**EXERCISE AIM:** Could you retype the listing beneath, keeping each line exactly as it is?

**RECORDS TO USE:**
-----
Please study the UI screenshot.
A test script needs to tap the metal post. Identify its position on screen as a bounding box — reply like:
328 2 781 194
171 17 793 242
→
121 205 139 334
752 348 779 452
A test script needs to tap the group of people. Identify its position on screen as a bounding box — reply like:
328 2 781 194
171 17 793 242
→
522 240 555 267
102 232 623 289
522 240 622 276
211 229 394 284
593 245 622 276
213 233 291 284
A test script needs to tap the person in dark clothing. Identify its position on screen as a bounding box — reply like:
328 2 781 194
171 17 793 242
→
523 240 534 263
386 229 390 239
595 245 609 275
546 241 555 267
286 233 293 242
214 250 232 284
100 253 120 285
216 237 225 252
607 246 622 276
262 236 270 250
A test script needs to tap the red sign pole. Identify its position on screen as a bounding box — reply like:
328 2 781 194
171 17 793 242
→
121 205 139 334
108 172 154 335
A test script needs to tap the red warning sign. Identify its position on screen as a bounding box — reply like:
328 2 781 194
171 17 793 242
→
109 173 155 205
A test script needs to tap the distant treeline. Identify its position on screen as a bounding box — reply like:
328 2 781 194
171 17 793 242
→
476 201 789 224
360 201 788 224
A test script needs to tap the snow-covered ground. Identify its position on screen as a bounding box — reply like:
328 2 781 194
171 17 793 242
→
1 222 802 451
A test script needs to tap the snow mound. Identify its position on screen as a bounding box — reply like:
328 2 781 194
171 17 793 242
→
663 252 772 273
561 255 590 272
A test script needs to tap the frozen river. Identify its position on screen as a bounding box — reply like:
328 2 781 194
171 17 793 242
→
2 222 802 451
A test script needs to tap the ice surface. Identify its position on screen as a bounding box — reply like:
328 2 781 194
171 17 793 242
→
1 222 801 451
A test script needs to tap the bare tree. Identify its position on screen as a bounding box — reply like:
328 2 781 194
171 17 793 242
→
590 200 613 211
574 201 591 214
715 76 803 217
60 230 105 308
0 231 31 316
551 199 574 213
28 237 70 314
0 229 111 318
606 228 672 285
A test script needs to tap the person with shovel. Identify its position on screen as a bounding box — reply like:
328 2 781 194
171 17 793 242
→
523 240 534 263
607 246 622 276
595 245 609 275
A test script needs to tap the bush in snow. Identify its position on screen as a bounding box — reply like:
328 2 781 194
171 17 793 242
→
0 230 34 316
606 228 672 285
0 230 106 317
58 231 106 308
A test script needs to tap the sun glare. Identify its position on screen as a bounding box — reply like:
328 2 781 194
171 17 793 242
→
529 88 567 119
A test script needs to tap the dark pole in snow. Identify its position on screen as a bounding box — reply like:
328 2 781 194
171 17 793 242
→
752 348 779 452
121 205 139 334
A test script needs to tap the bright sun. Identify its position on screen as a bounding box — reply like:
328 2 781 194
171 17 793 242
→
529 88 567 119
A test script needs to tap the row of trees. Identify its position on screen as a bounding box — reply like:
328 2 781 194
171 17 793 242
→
-----
**EXERCISE ANSWER:**
Please study the UI screenshot.
A test script needs to tap the metal post. Identify its position on screen as a bounding box — reply like:
328 2 781 194
171 17 793 242
→
121 205 139 334
752 348 779 452
A test script needs to tap the group of people. Identify its position on screen as a bounding box — reply like:
328 2 781 194
171 17 793 242
→
522 240 555 267
102 232 623 289
522 240 622 276
211 229 394 284
593 245 622 276
213 233 291 284
A test script needs to tap the person in dark clothing. Identify its position on screen as a bounding box — reply like:
328 2 781 194
171 17 793 242
→
523 240 534 263
386 229 390 239
595 245 609 275
546 241 555 267
286 233 293 242
214 250 232 284
100 253 120 285
216 237 225 252
607 246 622 276
262 236 270 250
A test script needs to tap the red sign pole. Identify its position on screen as a bounding box — reply like:
328 2 781 194
171 17 793 242
→
121 205 139 334
108 172 154 335
A test script needs to tap the red warning sign. Identify its position on screen as a bounding box — reply like:
328 2 781 194
171 17 793 242
→
109 173 155 205
A test script needs to tap the distant treeline. Identify its position on screen as a bounding box — reply like:
328 2 781 194
171 17 793 242
→
476 201 789 224
360 201 788 224
A test script needs to tap the snow-covered ground. Identify its position on screen as a bounding box — reply like:
328 2 781 194
171 17 793 242
→
1 222 802 451
A test script needs to tap the snow mound. Identify its position on screen as a bounding box — reply like:
328 2 781 194
171 17 793 242
→
663 252 772 273
561 255 590 272
A test script needs to tap the frozen river. Identify its position on screen as a bounding box — reply like:
328 2 781 194
171 17 793 242
→
2 222 802 451
A test script needs to tap the ice surface. Identify its position on screen as a bounding box — reply like:
328 2 781 194
171 17 793 242
→
1 222 801 451
A test script needs to tap the bare tree. Identify its position on screen as a bounding box — reply like:
328 2 781 194
171 17 793 242
→
590 200 613 211
574 201 591 214
715 76 803 217
60 230 105 308
0 231 31 316
551 199 574 213
28 237 70 314
0 229 111 318
606 228 672 285
A test script needs to tap the person with shovel. Identify its position on screen as a bounding box — reply like:
328 2 781 194
171 17 793 242
→
523 240 534 263
607 246 622 276
595 245 609 275
A test script needs to tap the bush in snow. Identify its position on screen as a bounding box — reply like:
328 2 781 194
171 17 793 242
→
0 230 34 316
606 228 672 285
0 230 106 317
58 231 106 308
A test script needs to tap the sun glare. Identify its position on screen as a bounding box — reply like:
328 2 781 194
171 17 793 242
→
529 88 567 119
A test script needs to tap the dark pole in snow. Identify its position on screen as a bounding box — reply like:
328 2 781 194
171 17 793 242
→
752 348 779 452
121 205 139 334
A test script needs to tap the bright sun. Identify its position on screen as a bounding box — reply like:
328 2 781 194
171 17 793 242
→
529 88 567 119
A test script needs to tap the row of trees. Identify its position on screen as a bounding box — reply like:
328 2 781 194
171 17 793 242
→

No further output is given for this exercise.